» Task description
In the entries below, find the line with "Query: number bib on chest" and the line with "like [588, 229]."; give again those lines and every line between them, exactly.

» Records from a dataset
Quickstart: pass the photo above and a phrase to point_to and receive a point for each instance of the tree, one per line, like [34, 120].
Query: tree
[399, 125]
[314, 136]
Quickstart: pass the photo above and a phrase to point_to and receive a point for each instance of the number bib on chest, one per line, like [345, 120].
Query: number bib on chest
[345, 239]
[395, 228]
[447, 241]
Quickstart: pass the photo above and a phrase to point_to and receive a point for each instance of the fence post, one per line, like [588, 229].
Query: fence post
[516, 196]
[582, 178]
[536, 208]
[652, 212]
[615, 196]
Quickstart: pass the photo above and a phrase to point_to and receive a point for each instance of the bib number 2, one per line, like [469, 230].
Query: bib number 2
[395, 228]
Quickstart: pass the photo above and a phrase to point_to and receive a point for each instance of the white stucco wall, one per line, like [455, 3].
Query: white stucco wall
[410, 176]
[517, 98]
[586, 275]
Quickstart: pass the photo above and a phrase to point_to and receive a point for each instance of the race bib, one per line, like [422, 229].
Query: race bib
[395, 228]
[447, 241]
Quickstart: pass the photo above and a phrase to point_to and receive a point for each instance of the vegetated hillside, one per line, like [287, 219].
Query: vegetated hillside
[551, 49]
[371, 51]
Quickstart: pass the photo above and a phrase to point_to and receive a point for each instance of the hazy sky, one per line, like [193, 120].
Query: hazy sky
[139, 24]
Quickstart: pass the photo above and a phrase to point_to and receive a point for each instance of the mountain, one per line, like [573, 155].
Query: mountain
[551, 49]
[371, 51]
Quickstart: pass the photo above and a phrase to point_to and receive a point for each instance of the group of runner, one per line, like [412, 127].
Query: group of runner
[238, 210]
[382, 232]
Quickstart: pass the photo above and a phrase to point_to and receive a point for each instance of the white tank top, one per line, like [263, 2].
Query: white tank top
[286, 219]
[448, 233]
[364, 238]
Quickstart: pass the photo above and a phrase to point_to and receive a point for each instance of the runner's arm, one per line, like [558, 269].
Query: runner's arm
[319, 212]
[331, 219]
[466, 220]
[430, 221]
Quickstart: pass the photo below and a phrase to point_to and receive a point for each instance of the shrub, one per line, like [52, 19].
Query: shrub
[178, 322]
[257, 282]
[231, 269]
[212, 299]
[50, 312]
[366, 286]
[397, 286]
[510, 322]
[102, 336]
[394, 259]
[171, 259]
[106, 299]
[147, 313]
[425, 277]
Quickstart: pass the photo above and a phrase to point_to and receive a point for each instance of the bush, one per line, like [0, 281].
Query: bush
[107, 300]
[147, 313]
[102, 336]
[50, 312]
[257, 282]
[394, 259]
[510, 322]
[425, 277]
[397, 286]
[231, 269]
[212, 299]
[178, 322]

» Exercise response
Query: number bib on chest
[345, 239]
[395, 228]
[447, 241]
Quickstart: pass the photo above and a phrase to point_to and receive a point for each instance of the fence post, one per line, like [588, 229].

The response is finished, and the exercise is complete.